◆ SHORT PROBLEM:
Repeat the listing in full. Nothing may be added or left out.

◆ Labeled area outline items:
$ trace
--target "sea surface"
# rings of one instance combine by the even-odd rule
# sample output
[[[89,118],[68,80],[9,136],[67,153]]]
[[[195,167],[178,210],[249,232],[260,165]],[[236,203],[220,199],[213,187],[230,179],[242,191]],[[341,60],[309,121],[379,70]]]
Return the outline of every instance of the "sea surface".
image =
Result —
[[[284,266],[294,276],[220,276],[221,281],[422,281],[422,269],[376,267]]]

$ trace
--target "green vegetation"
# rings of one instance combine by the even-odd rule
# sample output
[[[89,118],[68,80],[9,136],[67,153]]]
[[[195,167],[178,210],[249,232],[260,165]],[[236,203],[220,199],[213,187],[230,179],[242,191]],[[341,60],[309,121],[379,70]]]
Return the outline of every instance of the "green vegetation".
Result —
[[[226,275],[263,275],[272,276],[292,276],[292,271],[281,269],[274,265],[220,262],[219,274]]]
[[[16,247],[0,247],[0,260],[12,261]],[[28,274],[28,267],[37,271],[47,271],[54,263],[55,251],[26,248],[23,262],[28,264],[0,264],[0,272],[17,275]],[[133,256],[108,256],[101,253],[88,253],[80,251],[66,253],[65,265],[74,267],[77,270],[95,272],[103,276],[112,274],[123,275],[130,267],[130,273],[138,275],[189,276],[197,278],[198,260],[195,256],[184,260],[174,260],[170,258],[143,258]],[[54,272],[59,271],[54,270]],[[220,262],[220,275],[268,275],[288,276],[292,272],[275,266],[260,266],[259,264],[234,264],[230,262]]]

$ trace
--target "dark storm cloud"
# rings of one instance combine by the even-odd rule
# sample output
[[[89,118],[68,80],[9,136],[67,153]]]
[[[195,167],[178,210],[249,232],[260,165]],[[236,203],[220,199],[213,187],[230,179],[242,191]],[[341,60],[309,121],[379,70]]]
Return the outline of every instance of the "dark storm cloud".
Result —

◆ ANSWER TO THE PROBLEM:
$ trace
--target "sea surface"
# rings of one instance combine by the even-odd rule
# sample output
[[[89,118],[68,80],[9,136],[67,153]]]
[[[195,167],[178,210],[249,232],[260,165]],[[236,203],[220,199],[213,187],[230,179],[242,191]],[[341,60],[309,121],[379,70]]]
Return the outline of every instance of the "sea surface".
image =
Result —
[[[284,266],[294,276],[220,276],[221,281],[422,281],[422,269],[376,267]]]

$ trace
--target "green vegetation"
# rings of one instance combine by the even-odd rule
# sample output
[[[89,118],[68,80],[9,136],[67,153]]]
[[[195,167],[178,210],[249,232],[260,165]],[[236,203],[220,199],[213,187],[230,179],[242,191]],[[341,60],[309,121],[379,70]]]
Return the outline of every instance of the "green vegetation".
Result —
[[[226,275],[263,275],[272,276],[292,276],[292,271],[281,269],[274,265],[220,262],[219,274]]]
[[[16,247],[0,247],[0,260],[12,261]],[[28,274],[28,267],[37,271],[47,271],[54,263],[55,251],[26,248],[23,262],[28,264],[0,264],[0,272],[17,275]],[[133,256],[108,256],[101,253],[88,253],[80,251],[66,253],[65,265],[74,267],[77,270],[95,272],[103,276],[112,274],[123,275],[130,267],[130,273],[138,275],[189,276],[197,278],[198,260],[195,256],[184,260],[174,260],[170,258],[143,258]],[[54,272],[59,271],[54,270]],[[220,262],[220,275],[268,275],[288,276],[292,272],[275,266],[260,266],[259,264],[234,264],[230,262]]]

$ trace
--target "dark storm cloud"
# rings of one instance combine by the even-odd rule
# sample output
[[[89,118],[68,80],[9,136],[67,153]]]
[[[195,167],[178,210],[249,232],[260,165]],[[236,203],[220,199],[213,187],[230,179],[242,191]],[[341,60],[309,121],[379,70]]]
Return the outline of every instance of the "dark storm cloud".
Result —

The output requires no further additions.